As if by magic, the digital picture frame on my work desk started working again after several years.
It’s loaded with thousands of photos over the last 25 years, many of them photos of my children as they were growing up.
I watch with awe. Did all that really happen? Did I do all that? I thank God for the energy and drive that allowed me to be a father and family man for all those years.
My June 17 anniversary date typically falls close to Father’s Day. I like to think that they cancel each other out obligation wise, but it doesn’t really work out that way. Why is it that men feel more obligated to the wife on anniversaries? Marriage is a two-way street..
I remember when our children were young asking my mother what it was like to interact with a grown child, having raised that person from birth. How could it not constantly blow her mind? She said, “Like anything else you get used to it over time. The memories fade and you deal with your child as they are in the present.”
During the summer months at River Hills Tennis Club, I observe all the parents at the pool with young children. Ah, it seems just like yesterday that it was Ginny and me. No doubt at the time, we were eager for them to grow up and be independent. Now I long for the simple days of just making sure they had sunscreen and a life preserver.
In the locker room, I listened as a dad was helping his toddler change out of a wet swimsuit into dry clothes. “Mom does this better!” the toddler protested. I shouted out, “Mom does everything better!” The dad laughed and replied, “Ain’t that the truth!”
I marvel at all the parents doing their parental duty without complaint and carrying on the next generation. Thank you for your service. Without parents, humanity ends. It’s hard work.
God gives moms the maternal instinct. They love, protect and nurture their young. It’s built into their DNA and spirit.
God gives husbands another instinct, which is not quite as lofty, but it certainly keeps us around and helping. There’s a reason female homo sapiens are receptive year round. No doubt, it’s a bit more than that.
But whether driven by lofty instincts or base biology, the stark reality is that fewer people are choosing to pass these instincts down. The U. S. fertility rate is in crisis at 1.6 births per woman, which sits well below the 2.1 replacement level needed for a population to naturally reproduce itself without immigration. Rates have trended steadily downward since 2007 when it was 2.12.
It’s a worldwide problem. Global fertility is now 2.2 just barely above the 2.1 replacement rate. The global population is predicted to begin declining in 60 years. So much for the population explosion and the Malthusian catastrophe (predicting we would run out of food). Obesity is a far greater problem than malnutrition.
Studies show women are waiting until they are older to have children. The rising cost of childcare, housing costs and financial uncertainty are factors behind this decline. Some studies correlate the fertility decline to the rise of the smartphone.
One hundred years ago, the U. S. was an agrarian society with half the population being farmers. The fertility rate was four children per woman, down sharply from seven a hundred years prior. We have gone from seven children per woman to 1.6 in two hundred years.
Back then, children were free labor. The whole family worked the fields. More children meant higher farm output.
Today, children are extraordinarily expensive, costing an average of $500,000 through college. No wonder the birth rate is declining.

- Data for review:

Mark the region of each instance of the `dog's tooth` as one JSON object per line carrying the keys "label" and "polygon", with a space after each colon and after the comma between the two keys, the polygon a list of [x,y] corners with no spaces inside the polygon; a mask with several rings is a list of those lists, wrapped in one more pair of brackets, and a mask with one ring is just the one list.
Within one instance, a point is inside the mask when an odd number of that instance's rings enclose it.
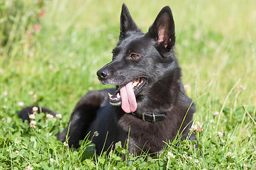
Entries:
{"label": "dog's tooth", "polygon": [[111,98],[111,97],[113,96],[113,95],[111,94],[109,94],[109,93],[108,93],[108,96],[109,96],[110,98]]}

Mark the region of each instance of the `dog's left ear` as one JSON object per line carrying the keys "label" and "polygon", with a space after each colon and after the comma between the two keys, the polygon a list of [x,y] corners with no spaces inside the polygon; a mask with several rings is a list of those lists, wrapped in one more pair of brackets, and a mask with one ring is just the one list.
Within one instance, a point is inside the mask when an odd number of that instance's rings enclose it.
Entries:
{"label": "dog's left ear", "polygon": [[119,40],[123,39],[132,32],[141,32],[131,17],[126,4],[123,4],[120,16],[120,35]]}
{"label": "dog's left ear", "polygon": [[158,50],[172,49],[175,44],[175,29],[172,11],[169,6],[164,7],[158,13],[147,34],[156,39]]}

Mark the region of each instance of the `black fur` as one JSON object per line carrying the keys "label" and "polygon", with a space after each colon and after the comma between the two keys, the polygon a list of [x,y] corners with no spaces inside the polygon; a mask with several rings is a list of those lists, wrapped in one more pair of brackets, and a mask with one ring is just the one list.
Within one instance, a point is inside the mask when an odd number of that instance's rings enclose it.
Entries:
{"label": "black fur", "polygon": [[[69,144],[78,147],[79,140],[88,132],[91,135],[98,131],[99,136],[93,138],[98,152],[106,150],[118,141],[124,144],[129,137],[130,153],[140,154],[141,149],[157,152],[163,149],[163,142],[172,141],[179,129],[182,140],[187,137],[195,111],[184,92],[181,69],[175,57],[172,13],[169,6],[164,7],[145,34],[123,4],[120,28],[113,60],[98,71],[99,79],[104,84],[119,86],[143,77],[146,83],[135,93],[138,108],[133,114],[164,113],[165,119],[155,123],[143,121],[138,116],[126,113],[121,106],[110,105],[108,93],[113,94],[113,89],[90,91],[78,102],[71,115]],[[133,59],[132,54],[139,57]],[[30,109],[22,110],[20,117],[27,118],[24,115],[30,113]],[[58,135],[60,141],[66,140],[68,128]],[[190,139],[196,140],[194,134]]]}

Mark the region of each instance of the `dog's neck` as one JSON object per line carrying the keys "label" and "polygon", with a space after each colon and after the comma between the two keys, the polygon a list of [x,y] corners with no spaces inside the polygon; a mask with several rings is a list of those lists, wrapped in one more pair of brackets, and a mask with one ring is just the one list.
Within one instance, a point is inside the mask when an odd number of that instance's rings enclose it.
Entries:
{"label": "dog's neck", "polygon": [[138,113],[137,112],[130,113],[133,115],[137,117],[138,118],[142,119],[145,122],[151,122],[156,123],[158,121],[162,121],[165,119],[165,113],[162,113],[161,114],[148,114],[148,113]]}

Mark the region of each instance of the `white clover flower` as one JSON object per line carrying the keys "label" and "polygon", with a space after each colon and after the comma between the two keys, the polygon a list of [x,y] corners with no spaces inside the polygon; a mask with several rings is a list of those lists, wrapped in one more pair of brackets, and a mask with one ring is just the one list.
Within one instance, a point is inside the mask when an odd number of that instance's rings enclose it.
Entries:
{"label": "white clover flower", "polygon": [[245,89],[246,89],[246,88],[243,86],[242,85],[238,87],[239,91],[243,91],[243,90],[245,90]]}
{"label": "white clover flower", "polygon": [[168,158],[175,158],[175,156],[171,152],[168,152]]}
{"label": "white clover flower", "polygon": [[30,114],[29,115],[29,118],[30,119],[35,119],[35,115],[34,114]]}
{"label": "white clover flower", "polygon": [[37,95],[37,94],[34,94],[34,95],[33,96],[33,101],[34,103],[36,102],[36,101],[38,101],[38,95]]}
{"label": "white clover flower", "polygon": [[53,118],[53,115],[52,115],[51,114],[47,114],[46,115],[46,118],[48,119],[48,120],[50,120],[50,119],[51,119],[51,118]]}
{"label": "white clover flower", "polygon": [[18,103],[18,106],[20,107],[23,107],[24,106],[24,103],[22,101],[20,101]]}
{"label": "white clover flower", "polygon": [[98,132],[98,131],[95,131],[95,132],[94,132],[94,136],[96,136],[96,137],[99,136],[99,132]]}
{"label": "white clover flower", "polygon": [[62,115],[61,114],[56,114],[56,118],[58,119],[61,119],[62,118]]}
{"label": "white clover flower", "polygon": [[223,134],[221,132],[218,132],[217,135],[218,138],[221,138],[223,136]]}
{"label": "white clover flower", "polygon": [[196,121],[196,124],[192,125],[191,128],[190,128],[190,131],[193,132],[196,130],[196,132],[201,133],[202,132],[201,128],[202,125],[201,125],[201,123],[199,121]]}

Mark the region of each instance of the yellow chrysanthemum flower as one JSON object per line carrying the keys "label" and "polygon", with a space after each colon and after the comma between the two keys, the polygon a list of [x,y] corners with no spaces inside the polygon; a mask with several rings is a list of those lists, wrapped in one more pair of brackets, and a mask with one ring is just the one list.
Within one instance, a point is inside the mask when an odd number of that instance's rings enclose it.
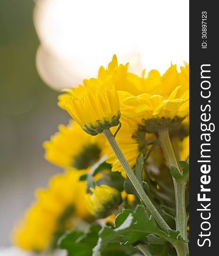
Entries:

- Actions to take:
A. Answer these questions about the fatherhood essay:
(i) On what date does the writer's anniversary fall?
(ii) What U.S. fertility rate does the essay give?
(iii) What is the average cost of raising a child through college?
B. Repeat the part of the fatherhood essay starting at "During the summer" and ending at "a life preserver.".
C. Summarize the fatherhood essay in two sentences.
The data above come from a separate source.

- Your responses:
A.
(i) June 17
(ii) 1.6 births per woman
(iii) $500,000

B.
During the summer months at River Hills Tennis Club, I observe all the parents at the pool with young children. Ah, it seems just like yesterday that it was Ginny and me. No doubt at the time, we were eager for them to grow up and be independent. Now I long for the simple days of just making sure they had sunscreen and a life preserver.

C. Old family photos on a digital frame lead the writer to recall years of raising children and to marvel at the parents now doing that work. The essay then reports that the U.S. fertility rate has fallen to 1.6 births per woman, below the 2.1 replacement level, with global fertility barely above replacement, and links the decline to women having children later, rising costs and financial uncertainty, and children no longer serving as farm labor.